▶ [SET OF TASKS]
1. Say whether each statement agrees with the forum thread, answering yes or no and quoting the words from the thread that decide it. (a) The array in the described method is prefilled with NULLs. (b) The array's size equals the length of the list. (c) The reply tells Mabden that the post being answered is from months ago.
2. In the forum thread, what does the current array position hold at the end of the scan if the list is shorter than N?
3. Continue the forum thread from its last sentence.

▶ [SOURCE DOCUMENT]

It's a common interview question. You just helped some bonehead get a
job he's not qualified for. Thank you for playing.

<rant>It don't understand why you guys help kids cheat on homework, and
"off-shore personnel" steal jobs, when it hurts your neighbors, makes
programmers a commodity item, and takes jobs away from people who can
really perform by giving them to idiots who cheat and steal.</rant>
 
C

CBFalconer

Mabden said:
It's a common interview question. You just helped some bonehead
get a job he's not qualified for. Thank you for playing.

<rant>It don't understand why you guys help kids cheat on homework,
and "off-shore personnel" steal jobs, when it hurts your neighbors,
makes programmers a commodity item, and takes jobs away from people
who can really perform by giving them to idiots who cheat and steal.
</rant>

You're answering something from months ago. However there is
another useful way, and the problem is amusing. Create an array of
pointers of size N, where N is the distance from the end required.
Prefill it with NULLs. Now scan the list, inserting a copy of each
pointer in the array advancing the array index modulo N after
insertion. When you reach the end of the list the current array
position (which would be filled and advanced from if the end had
not been reached) either holds NULL, and the list is shorter than
N, or it holds the pointer to the end-Nth item.

▶ [DATA LINES]

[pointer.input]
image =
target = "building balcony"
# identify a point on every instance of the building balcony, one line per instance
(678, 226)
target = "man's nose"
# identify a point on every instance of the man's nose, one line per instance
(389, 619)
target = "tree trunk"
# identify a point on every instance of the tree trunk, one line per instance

▶ [ANSWERS TO THE EXERCISES]
1.
(a) Yes: "Prefill it with NULLs."
(b) No: "Create an array of pointers of size N, where N is the distance from the end required."
(c) Yes: "You're answering something from months ago."

2. It holds NULL.

3.
After all that I realize that i am in c.l.c and the whole thing is
OT anyhow. So to bring it on topic I propose some code:

/* assuming suitable definition of node with a next field */
node *findlastbut(unsigned int n, node *root)
{
node *lastn;
unsigned int ix;

n++;
if (!(lastn = malloc(n * sizeof *lastn))) return NULL;
for (ix = 0; ix < n; ix++) lastn[ix] = NULL;
ix = 0;
while (root) {
lastn[ix] = root;
root = root->next;
ix = (ix + 1) % n;
}
root = lastn[ix];
free(lastn);
return root;
} /* findlastbut, untested */

This could actually be an application for C99 flexible arrays.
This minimizes list accesses and never modifies the list.
Therefore, if the malloced memory is available, I claim this is the
optimum algorithm.

For some environments the modulo advance of ix could be
advantageously replaced by:

if (++ix >= n) ix = 0; /* note obfuscative self-healing */

or the while loop could be converted into a for for further
obfuscation.

--
Some informative links:
http://www.geocities.com/nnqweb/
http://www.catb.org/~esr/faqs/smart-questions.html
http://www.caliburn.nl/topposting.html
http://www.netmeister.org/news/learn2quote.html
 
C

CBFalconer

CBFalconer said:
.... snip ...

After all that I realize that i am in c.l.c and the whole thing is
OT anyhow. So to bring it on topic I propose some code:

/* assuming suitable definition of node with a next field */
node *findlastbut(unsigned int n, node *root)
{
node *lastn;
unsigned int ix;

n++;
if (!(lastn = malloc(n * sizeof *lastn))) return NULL;
for (ix = 0; ix < n; ix++) lastn[ix] = NULL;
ix = 0;
while (root) {
lastn[ix] = root;
root = root->next;
ix = (ix + 1) % n;
}
root = lastn[ix];
free(lastn);
return root;
} /* findlastbut, untested */

It is now tested, and the declaration of lastn should be:

node **lastn;

--
Some informative links:
http://www.geocities.com/nnqweb/
http://www.catb.org/~esr/faqs/smart-questions.html
http://www.caliburn.nl/topposting.html
http://www.netmeister.org/news/learn2quote.html
 
M

Mabden

CBFalconer said:
... snip ...

It's a common interview question. You just helped some bonehead
get a job he's not qualified for. Thank you for playing.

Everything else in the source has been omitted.